___ TEXT FOR ANALYSIS

2. Description of Inputs

coralME takes a total of 7 inputs, 2 required and 5 optional. Additionally, it takes 2 configuration files.

2.1. Types of inputs

2.1.1. Required

  1. Genome file (genome.gb)

  2. M-model (m_model.json or m_model.xml)

2.1.2. Optional

Downloadable from an existing BioCyc database under Special SmartTables. If no optional files are provided, coralME complements them with genome.gb

  1. Genes file, by default: genes.txt

  2. RNAs file, by default: RNAs.txt

  3. Proteins file, by default: proteins.txt

  4. TUs file, by default: TUs.txt.

  5. Sequences file, by default: sequences.fasta

2.1.3. Configuration

  1. Paths file, by default: inputs.json

  2. Parameters file, by default: organism.json

Drawing

2.2. Description

2.2.1. Genome (genome.gb)

2.2.1.1. Description

The genome file contains provides coralME with:

  • Gene annotations.

  • Gene sequences.

2.2.1.2. Requirements

  1. Locus tags (locus_tag or old_locus_tag) MUST be consistent with m_model.json. Make sure you download the same genome file that was used to reconstruct the M-model.

  2. Has name genome.gb.

  3. Genbank-compliant file. Must be read by BioPython correctly.

  4. It must contain the entire genome sequence. Make sure to enable Customize View>Show Sequence before downloading the genbank file from NCBI.

See an example of genome.gb and sequences.fasta

2.2.2. M-model (m_model.json)

2.2.2.1. Description

The M-model provides coralME with the metabolic model components:

  • Metabolic network (M-matrix)

  • Gene-protein-reaction associations

  • Environmental and internal constraints

  • Reaction subsystems

  • Biomass composition

2.2.2.2. Requirements

  1. Gene identifiers MUST be consistent with genome.gb locus_tag or old_locus_tag. Make sure you download the same genome file that was used to reconstruct the M-model.

  2. Has name m_model.json.

  3. COBRApy-compliant. Must be read by cobrapy-0.25.0.

______
___ EXTRACTED RECORDS

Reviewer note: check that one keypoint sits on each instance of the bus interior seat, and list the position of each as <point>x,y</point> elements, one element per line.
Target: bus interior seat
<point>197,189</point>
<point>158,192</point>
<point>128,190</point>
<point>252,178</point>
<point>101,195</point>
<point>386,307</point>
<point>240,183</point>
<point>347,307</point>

______

WHAT YOU NEED TO DO:
**A.** Shorten the paragraph of the coralME inputs page that begins "coralME takes a total of 7 inputs" into a short list, keeping its main facts.
**B.** Translate this sentence from the coralME inputs page into Spanish: "It must contain the entire genome sequence."
**C.** Pick up the coralME inputs page after its last line and write the part that follows.

RESPONSES TO THE TASKS:
**A.**
- 7 inputs: 2 required, 5 optional
- 2 configuration files

**B.** Debe contener la secuencia completa del genoma.

**C.**
See an example of m_model.json

2.2.3. Gene dictionary (genes.txt) [optional]

2.2.3.1. Description

genes.txt is a gene information table that can be downloaded from the All genes of organism SmartTable of the BioCyc database. Click Export>to Spreadsheet File>frame IDs. This file is optional and is meant to complement the information from genome.gb in case the latter is missing genes.

genes.txt provides coralME with:

  • Gene locus tags

  • Gene names

  • Gene annotations

  • Gene positions

  • Gene products (protein, tRNA, etc.)

2.2.3.2. Requirements

  1. Contains the index Gene Name and columns Accession-1, Left-End-Position, Right-End-Position, and Product.

  2. Accession-1 MUST be consistent with the gene IDs in the GPRs of m_model.json and with the locus_tag (or old_locus_tag) in genome.gb.

  3. Gene Name is consistent with:

    • Column Genes of polypeptide, complex, or RNA of proteins.txt

    • Column Gene of RNAs.txt

    • Column Genes of transcription unit of TUs.txt

    • Gene identifiers in sequences.fasta

  4. Product is consistent with:

    • Index of proteins.txt

    • Index of RNAs.txt

  5. Must be tab-separated

See an example of genes.txt

Note: Requirement 2 regarding ID consistency should be directly met if the files are downloaded from the correct BioCyc database.

Note: Requirements 3, 4 and 5 regarding ID consistency should be directly met if the files are downloaded from the same BioCyc database.

2.2.4. Proteins (proteins.txt) [optional]

2.2.4.1. Description

proteins.txt is a protein complex information table that can be downloaded from the All proteins of organism SmartTable of the BioCyc database. Click Export>to Spreadsheet File>frame IDs. This file is optional and is meant to complement the information from genome.gb.

proteins.txt provides coralME with: * Protein complex compositions

2.2.4.2. Requirements

  1. Contains the index (Proteins Complexes) and columns Common-Name, Genes of polypeptide, complex, or RNA, and Locations.

  2. (Proteins Complexes) is consistent with:

    • Column Product of genes.txt

  3. Genes of polypeptide, complex, or RNA is consistent with:

    • Index Gene Name of genes.txt

  4. Must be tab-separated

See an example of proteins.txt

Note: Requirements 2, 3 and 4 regarding ID consistency should be directly met if the files are downloaded from the same BioCyc database.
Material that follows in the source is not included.